= The problem =
Please print the stretch of the text on family life in first-century Galilee from "These people lived" through "wife home to!", word for word.

Through the Ages – The Judges Punishment
Galilee 1st Century
Here’s one about the mother in law…
Extended families lived together under one roof. Mothers, fathers, uncles, aunts, cousins, grandparents. What a crowd! Mot so good if you didn’t get on with the family really! And all the children! Women were expected to have as many children as they possible could so there would have been heaps of kiddies running around. Women had to do this because it says so in one of God’s commandments
“…be fruitful and increase in number…” (Gen 34:10,11)
A good thing was that they could get married early. Boys could be married off at the age of 13 whilst girls were sent off to their husbands from the age of 12.
Boys were expected to take up the family trade. Bakers, weavers, carpenters, all these jobs made up the professions of the commoners of Jerusalem and 90% of the population were commoners.
These people lived in 2 or 3 storey houses with walls made of lime. They had little niches built into the walls to use as shelves and stoves made out of clay. Fires were lit in these stoves and dried animal dung was used to keep the home fires burning. What a nice smell to welcome your new wife home to!
A woman’s work is never done…
The girls of the house would have been set to work as soon as possible and they would have to take care of the household and cook the food. Fruit and veggies were eaten mostly as meat had to be ritually killed. Dates, pomegranates, figs and melons were in plentiful supply – yummy!

= Material supplied =

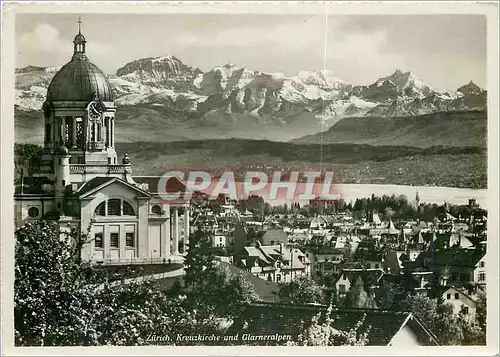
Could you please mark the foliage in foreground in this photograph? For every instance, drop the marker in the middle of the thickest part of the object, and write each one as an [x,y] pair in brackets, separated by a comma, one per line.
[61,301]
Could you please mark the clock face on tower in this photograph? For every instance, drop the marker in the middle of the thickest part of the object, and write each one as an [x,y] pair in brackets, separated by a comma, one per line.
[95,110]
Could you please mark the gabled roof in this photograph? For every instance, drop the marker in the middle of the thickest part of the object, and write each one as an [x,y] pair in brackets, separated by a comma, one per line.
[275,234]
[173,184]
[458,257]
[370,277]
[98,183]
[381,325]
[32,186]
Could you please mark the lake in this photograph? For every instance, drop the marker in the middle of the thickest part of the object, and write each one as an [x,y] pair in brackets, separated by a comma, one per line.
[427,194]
---
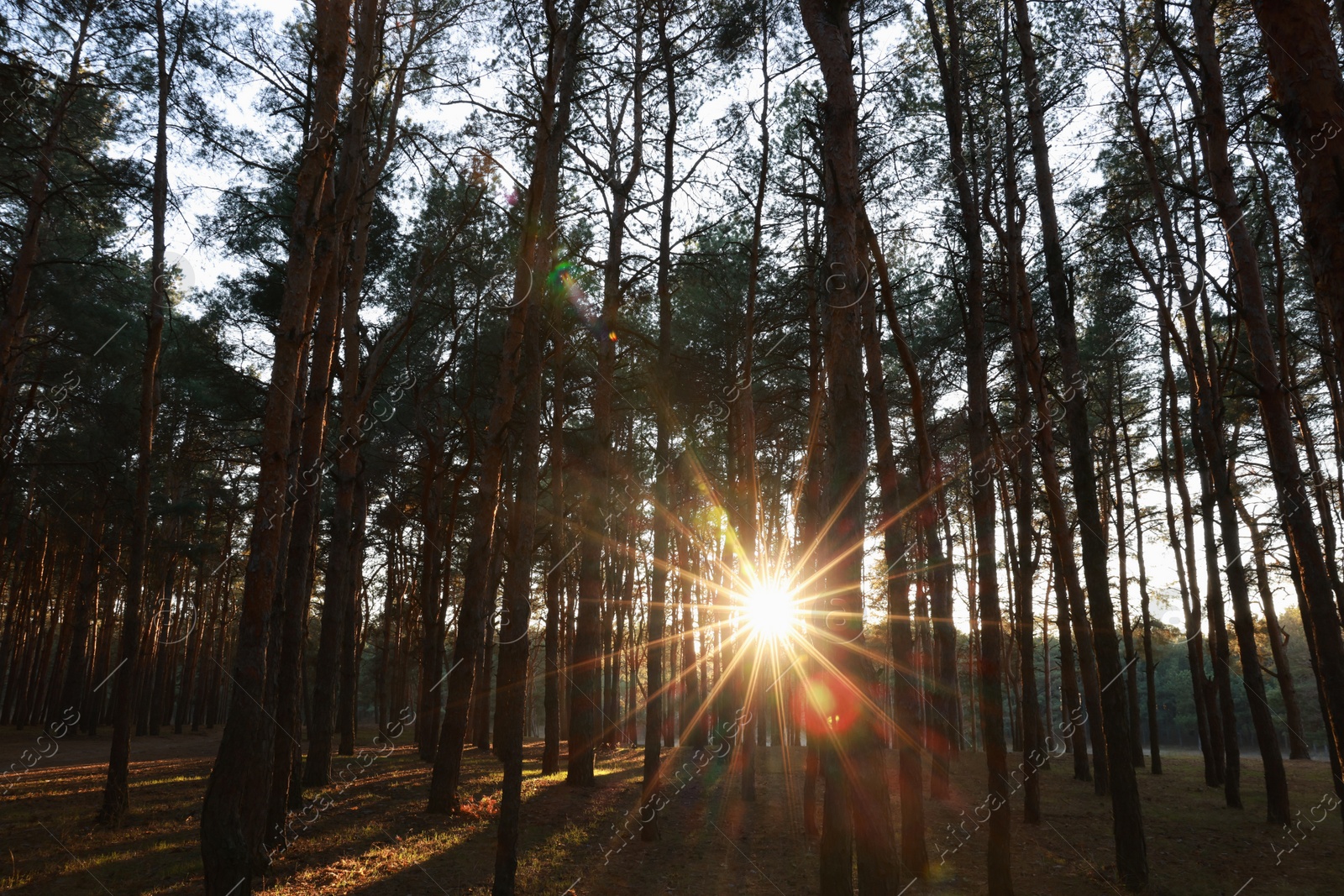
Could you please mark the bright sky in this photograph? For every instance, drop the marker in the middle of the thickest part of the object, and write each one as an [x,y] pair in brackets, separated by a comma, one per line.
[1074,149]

= Your solution =
These people lived in 2 or 3 storey houses with walls made of lime. They had little niches built into the walls to use as shelves and stoves made out of clay. Fires were lit in these stoves and dried animal dung was used to keep the home fires burning. What a nice smell to welcome your new wife home to!